Consegna >>
Ricopia fedelmente il testo sul tempo dell'esodo, cominciando da "In questo tempo" e proseguendo fino a "tempo di esodo." compreso.

Testo fornito >>
################

In questo tempo che stiamo vivendo, dove le certezze di
prima non ci sono più. Non è chiaro cosa è giusto. Metà dei parroci della mia
zona sono molto critici con Mons. Galantino e Papa Francesco. È tempo di esodo.
E nell’esodo vengono fuori i fondi. Delle organizzazioni e delle persone. E nei
fondi c’è dentro tutto. Non separato. Mischiato. C’è il timore dell’altro, ma anche la
passione della scoperta. C’è dentro tutto, tutto quello che si è depositato nel tempo, e non è stato rimosso, riemerge. Gli esodi sono tempi
di contraddizioni forti. Di risentimenti. Certo, puoi costruire il tuo consenso a partire da quel
risentimento. Fai sopire tutto il resto. E ci resti a galla un po', sopra. Ma questo non basta a cambiare la vita di un territorio e di una comunità. Anche nel risentimento, le persone vivono comunque anche altro e si sentono spaccate dentro. E stanno male. C’è
bisogno di composizione. La composizione è nelle persone, nelle biografie. C’è
bisogno di chi coltivi le soglie. Bisogno di ricomporre un respiro unitario. Non solo di fare. Di trovare
la realtà spirituale dei fatti. La vita quotidiana ti obbliga ad essere quello
che puoi essere. Ma puoi anche essere un uomo che va a cercare l’operare di Dio. Ma
hai bisogno di affidarti un poco. Di affidarti al poco. Da soli è difficile. Insieme sarebbe già più facile. Insieme ci si veglia
reciprocamente. Gli aclisti come diffusori di veglia reciproca, nella comunità. Non teoria, con grande senso della realtà. Tra donne e uomini non esemplari.

################

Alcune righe
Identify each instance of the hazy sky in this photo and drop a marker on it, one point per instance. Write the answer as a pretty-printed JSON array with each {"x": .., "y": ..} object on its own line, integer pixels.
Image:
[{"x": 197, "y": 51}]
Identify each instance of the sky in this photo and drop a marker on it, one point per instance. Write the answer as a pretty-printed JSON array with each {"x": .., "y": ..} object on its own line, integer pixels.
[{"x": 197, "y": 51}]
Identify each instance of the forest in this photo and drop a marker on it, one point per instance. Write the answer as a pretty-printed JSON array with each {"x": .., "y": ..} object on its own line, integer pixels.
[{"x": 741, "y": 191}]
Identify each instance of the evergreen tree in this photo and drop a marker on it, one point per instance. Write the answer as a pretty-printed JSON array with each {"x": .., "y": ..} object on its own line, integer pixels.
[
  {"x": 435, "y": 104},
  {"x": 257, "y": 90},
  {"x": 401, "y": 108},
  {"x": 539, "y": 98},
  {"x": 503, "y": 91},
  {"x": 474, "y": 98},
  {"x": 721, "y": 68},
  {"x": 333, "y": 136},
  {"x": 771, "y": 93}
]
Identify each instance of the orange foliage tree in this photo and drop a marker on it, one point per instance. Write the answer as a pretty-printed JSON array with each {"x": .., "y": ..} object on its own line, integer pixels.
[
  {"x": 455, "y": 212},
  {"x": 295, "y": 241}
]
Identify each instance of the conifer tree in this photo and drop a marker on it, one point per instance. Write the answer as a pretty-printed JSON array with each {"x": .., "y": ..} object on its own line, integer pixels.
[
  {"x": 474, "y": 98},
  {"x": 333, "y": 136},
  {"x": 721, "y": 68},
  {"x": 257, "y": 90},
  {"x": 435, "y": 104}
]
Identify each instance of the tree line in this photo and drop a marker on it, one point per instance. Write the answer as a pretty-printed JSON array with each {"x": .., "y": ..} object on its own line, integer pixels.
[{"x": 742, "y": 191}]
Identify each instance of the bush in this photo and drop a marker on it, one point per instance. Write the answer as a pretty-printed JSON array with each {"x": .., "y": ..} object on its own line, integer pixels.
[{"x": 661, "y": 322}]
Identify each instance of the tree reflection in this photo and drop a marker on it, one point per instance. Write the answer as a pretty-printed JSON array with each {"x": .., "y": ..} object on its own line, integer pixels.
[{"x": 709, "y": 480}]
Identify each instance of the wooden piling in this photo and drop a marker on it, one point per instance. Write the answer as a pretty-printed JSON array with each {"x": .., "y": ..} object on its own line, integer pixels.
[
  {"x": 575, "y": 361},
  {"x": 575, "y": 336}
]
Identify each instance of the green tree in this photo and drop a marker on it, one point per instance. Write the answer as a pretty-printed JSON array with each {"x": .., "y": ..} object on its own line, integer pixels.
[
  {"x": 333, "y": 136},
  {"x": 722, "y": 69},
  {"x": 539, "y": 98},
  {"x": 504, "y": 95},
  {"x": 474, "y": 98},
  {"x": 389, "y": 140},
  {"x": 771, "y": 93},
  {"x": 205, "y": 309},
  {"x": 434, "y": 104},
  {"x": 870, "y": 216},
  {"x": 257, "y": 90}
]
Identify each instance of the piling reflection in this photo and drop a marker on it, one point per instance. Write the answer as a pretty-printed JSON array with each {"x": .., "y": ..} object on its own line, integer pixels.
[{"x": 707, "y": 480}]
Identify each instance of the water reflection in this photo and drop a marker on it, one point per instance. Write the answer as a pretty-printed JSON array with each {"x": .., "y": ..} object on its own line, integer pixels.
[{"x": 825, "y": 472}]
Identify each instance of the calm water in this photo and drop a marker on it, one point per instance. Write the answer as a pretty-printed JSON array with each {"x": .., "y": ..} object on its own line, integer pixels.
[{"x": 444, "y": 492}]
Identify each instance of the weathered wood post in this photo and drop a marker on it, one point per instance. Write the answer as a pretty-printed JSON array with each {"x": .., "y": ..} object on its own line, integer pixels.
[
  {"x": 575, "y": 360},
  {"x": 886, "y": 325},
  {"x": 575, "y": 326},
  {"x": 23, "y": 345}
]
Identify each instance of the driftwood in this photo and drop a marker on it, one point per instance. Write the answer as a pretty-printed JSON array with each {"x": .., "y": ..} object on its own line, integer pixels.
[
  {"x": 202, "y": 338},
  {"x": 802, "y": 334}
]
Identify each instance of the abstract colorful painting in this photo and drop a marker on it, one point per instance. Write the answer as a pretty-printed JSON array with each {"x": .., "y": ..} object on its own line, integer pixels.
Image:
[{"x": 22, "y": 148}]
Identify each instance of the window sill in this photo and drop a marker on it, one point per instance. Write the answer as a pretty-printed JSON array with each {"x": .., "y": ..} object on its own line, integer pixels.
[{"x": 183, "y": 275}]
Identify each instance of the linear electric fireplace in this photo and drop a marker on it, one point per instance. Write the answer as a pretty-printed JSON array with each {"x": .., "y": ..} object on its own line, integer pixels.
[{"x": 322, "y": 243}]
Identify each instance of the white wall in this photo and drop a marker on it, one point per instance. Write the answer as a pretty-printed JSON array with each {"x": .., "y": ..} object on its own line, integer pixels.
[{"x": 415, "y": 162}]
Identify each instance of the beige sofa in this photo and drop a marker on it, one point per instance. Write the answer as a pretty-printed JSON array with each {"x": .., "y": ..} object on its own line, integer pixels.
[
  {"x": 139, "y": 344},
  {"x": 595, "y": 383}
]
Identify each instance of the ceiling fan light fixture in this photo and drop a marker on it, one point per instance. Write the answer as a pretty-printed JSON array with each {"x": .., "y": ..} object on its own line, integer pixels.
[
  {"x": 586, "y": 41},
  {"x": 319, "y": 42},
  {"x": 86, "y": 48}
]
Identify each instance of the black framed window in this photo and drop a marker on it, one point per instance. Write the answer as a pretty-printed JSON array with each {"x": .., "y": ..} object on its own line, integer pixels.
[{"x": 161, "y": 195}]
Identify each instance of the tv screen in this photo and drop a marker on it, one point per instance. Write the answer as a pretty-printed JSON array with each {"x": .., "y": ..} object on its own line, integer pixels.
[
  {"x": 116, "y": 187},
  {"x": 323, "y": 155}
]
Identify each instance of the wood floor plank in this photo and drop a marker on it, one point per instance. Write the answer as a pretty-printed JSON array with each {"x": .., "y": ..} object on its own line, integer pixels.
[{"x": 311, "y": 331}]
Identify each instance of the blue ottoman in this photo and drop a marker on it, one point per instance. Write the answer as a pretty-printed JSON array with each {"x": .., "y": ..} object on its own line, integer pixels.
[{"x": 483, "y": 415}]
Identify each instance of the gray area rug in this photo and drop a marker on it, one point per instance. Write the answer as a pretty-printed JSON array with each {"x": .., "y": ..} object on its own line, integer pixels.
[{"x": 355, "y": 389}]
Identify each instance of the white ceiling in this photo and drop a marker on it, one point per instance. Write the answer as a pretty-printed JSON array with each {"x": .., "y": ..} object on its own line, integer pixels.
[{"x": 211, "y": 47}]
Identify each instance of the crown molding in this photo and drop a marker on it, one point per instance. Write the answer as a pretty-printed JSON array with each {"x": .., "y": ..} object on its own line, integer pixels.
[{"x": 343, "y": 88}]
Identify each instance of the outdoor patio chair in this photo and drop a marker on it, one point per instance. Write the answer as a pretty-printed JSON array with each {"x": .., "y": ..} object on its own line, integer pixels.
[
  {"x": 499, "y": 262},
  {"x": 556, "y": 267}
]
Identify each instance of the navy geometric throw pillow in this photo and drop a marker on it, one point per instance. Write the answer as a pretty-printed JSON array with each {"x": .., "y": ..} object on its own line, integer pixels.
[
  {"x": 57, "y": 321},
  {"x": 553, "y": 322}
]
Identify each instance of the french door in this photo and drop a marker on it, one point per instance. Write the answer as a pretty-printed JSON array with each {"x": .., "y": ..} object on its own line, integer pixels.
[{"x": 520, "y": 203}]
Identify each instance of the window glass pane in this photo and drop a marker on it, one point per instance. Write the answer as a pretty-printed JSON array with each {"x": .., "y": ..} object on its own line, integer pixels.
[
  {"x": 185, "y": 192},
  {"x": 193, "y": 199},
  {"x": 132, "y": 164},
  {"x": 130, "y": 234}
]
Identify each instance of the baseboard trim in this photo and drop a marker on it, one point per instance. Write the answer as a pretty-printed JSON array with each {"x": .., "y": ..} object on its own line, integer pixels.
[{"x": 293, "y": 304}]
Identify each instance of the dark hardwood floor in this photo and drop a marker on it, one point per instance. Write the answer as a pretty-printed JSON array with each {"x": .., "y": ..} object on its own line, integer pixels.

################

Risposta corretta >>
In questo tempo che stiamo vivendo, dove le certezze di
prima non ci sono più. Non è chiaro cosa è giusto. Metà dei parroci della mia
zona sono molto critici con Mons. Galantino e Papa Francesco. È tempo di esodo.